** Opening Selected extract block **
Special warnings and precautions during Minocycline treatment
· Minocycline should not be used during pregnancy. It could harm the unborn baby or cause permanent tooth discoloration later in life. Minocycline has been assigned to pregnancy category D by the Food and Drugs Administration (FDA). This means that there is clinical data about teratogenic effect on people and animals. However, in some serious or life-threatening conditions the expected benefit can outweigh the potential risks for the fetus.
· Minocycline can lower the effects of birth control pills. Patients should talk with their doctor about using a non-hormone method of birth control to prevent pregnancy while using Minocycline.
· Minocycline can pass into breast milk and may negatively affect bone and tooth development in a nursing baby. Patients should never take these drugs during breastfeeding. Children should also not take this drug. In children younger than 8 years Minocycline can cause permanent yellowing or graying of the teeth.
· Patients should not take iron and calcium supplements, multivitamins, antacids or laxatives 2 hours before or after taking minocycline. These products can make this medicine less effective.
· Always check if expiration date on the label has passed. Expired minocycline can cause damage to your kidneys.
** Closing Selected extract block **
What you have to do
Translate this sentence from the minocycline precautions into Spanish: "Minocycline can lower the effects of birth control pills."
** Opening Supplied entries block **
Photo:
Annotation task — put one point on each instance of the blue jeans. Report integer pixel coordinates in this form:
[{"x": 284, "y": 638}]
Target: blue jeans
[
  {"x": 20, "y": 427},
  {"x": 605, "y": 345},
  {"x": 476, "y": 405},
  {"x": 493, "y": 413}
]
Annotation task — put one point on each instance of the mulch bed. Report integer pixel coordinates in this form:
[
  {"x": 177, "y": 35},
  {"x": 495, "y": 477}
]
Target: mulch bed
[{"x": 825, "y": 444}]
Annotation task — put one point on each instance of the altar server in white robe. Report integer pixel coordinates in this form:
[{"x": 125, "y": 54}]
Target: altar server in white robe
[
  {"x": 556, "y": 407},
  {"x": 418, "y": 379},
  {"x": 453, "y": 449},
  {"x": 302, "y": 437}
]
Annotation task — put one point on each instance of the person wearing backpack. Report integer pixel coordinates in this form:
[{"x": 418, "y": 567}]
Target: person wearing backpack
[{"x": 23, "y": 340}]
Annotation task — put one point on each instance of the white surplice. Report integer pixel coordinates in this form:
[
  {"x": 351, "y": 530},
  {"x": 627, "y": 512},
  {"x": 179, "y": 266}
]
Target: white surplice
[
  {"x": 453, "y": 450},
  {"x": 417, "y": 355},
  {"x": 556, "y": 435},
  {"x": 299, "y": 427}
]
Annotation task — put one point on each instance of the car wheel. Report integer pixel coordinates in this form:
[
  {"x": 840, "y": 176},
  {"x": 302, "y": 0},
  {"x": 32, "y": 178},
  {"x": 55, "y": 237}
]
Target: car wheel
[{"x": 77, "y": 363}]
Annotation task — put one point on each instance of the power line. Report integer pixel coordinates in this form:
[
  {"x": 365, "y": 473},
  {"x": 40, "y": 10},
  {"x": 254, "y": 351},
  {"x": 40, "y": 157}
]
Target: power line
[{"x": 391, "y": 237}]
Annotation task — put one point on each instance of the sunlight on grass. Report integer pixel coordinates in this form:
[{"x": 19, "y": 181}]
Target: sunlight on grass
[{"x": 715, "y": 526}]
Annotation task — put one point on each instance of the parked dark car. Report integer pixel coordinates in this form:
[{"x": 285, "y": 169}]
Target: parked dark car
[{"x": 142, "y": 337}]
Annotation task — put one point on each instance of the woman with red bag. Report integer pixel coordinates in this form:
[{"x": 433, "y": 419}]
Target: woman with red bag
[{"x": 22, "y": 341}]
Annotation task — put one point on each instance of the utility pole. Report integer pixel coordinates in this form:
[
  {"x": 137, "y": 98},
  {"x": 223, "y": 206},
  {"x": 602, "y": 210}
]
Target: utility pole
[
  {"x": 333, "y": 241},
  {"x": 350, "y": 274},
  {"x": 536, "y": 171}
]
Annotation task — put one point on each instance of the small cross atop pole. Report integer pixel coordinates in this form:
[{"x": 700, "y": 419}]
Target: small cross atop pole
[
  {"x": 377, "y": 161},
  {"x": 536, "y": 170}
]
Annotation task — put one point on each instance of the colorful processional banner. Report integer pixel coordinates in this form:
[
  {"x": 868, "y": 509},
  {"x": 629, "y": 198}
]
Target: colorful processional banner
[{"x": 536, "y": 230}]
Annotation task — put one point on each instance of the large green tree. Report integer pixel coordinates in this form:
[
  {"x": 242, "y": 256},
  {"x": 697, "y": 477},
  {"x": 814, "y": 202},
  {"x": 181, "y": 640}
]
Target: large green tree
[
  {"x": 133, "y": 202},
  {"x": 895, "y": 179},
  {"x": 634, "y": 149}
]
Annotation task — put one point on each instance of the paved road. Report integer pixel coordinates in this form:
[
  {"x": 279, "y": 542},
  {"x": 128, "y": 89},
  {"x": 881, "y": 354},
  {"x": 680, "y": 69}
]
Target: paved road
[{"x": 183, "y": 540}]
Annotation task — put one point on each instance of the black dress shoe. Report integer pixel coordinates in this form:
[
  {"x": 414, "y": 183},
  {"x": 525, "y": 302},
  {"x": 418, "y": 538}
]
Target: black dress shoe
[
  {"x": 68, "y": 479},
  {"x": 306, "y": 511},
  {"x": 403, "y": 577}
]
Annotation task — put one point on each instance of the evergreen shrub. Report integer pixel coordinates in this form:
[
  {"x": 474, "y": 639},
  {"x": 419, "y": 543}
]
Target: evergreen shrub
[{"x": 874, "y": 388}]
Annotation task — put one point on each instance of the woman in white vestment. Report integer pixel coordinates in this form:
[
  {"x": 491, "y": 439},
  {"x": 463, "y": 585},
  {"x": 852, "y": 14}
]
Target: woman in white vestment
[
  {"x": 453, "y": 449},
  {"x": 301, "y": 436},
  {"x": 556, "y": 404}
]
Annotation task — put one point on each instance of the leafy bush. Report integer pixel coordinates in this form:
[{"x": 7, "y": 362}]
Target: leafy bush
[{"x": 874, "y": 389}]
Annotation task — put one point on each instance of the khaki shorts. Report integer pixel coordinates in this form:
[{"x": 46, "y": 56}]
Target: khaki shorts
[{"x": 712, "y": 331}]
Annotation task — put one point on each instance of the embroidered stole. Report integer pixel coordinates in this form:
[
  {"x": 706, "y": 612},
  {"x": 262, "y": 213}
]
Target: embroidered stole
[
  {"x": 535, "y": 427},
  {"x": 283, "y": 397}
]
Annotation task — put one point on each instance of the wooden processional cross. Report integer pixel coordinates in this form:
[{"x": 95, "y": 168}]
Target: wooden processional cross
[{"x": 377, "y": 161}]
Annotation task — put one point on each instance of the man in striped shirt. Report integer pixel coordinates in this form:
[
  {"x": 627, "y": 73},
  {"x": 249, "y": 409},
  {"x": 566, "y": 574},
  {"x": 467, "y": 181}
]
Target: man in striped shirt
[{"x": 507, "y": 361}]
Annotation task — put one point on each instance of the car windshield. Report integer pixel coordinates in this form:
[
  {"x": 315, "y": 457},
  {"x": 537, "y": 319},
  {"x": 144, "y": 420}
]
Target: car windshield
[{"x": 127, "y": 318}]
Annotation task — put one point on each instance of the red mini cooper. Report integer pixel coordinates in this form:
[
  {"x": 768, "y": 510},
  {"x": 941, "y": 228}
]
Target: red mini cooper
** Closing Supplied entries block **
The completed task
La minociclina puede reducir los efectos de las píldoras anticonceptivas.